▶ **Work to complete**
Rewrite the records with "placing a box" substituted for every "drawing a box", changing nothing else.

▶ **Recorded information**
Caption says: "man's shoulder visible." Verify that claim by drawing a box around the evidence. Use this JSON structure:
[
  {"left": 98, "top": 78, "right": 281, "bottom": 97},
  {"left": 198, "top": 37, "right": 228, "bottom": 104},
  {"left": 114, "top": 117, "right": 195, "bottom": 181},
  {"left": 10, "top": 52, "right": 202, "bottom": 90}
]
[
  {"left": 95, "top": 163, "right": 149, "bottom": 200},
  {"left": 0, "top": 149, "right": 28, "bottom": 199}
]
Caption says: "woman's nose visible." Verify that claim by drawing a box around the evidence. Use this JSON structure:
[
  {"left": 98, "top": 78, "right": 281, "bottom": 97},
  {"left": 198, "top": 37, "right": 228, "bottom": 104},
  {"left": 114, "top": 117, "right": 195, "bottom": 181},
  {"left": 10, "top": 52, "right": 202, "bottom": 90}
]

▶ **The completed task**
Caption says: "man's shoulder visible." Verify that claim by placing a box around the evidence. Use this JSON structure:
[
  {"left": 98, "top": 78, "right": 281, "bottom": 97},
  {"left": 198, "top": 37, "right": 228, "bottom": 104},
  {"left": 114, "top": 117, "right": 195, "bottom": 181},
  {"left": 10, "top": 52, "right": 202, "bottom": 90}
]
[
  {"left": 95, "top": 163, "right": 149, "bottom": 200},
  {"left": 0, "top": 149, "right": 28, "bottom": 199}
]
Caption says: "woman's nose visible." Verify that claim by placing a box around the evidence. Use this JSON structure:
[
  {"left": 98, "top": 78, "right": 281, "bottom": 97},
  {"left": 198, "top": 37, "right": 228, "bottom": 104},
  {"left": 114, "top": 117, "right": 195, "bottom": 181},
  {"left": 10, "top": 52, "right": 202, "bottom": 90}
]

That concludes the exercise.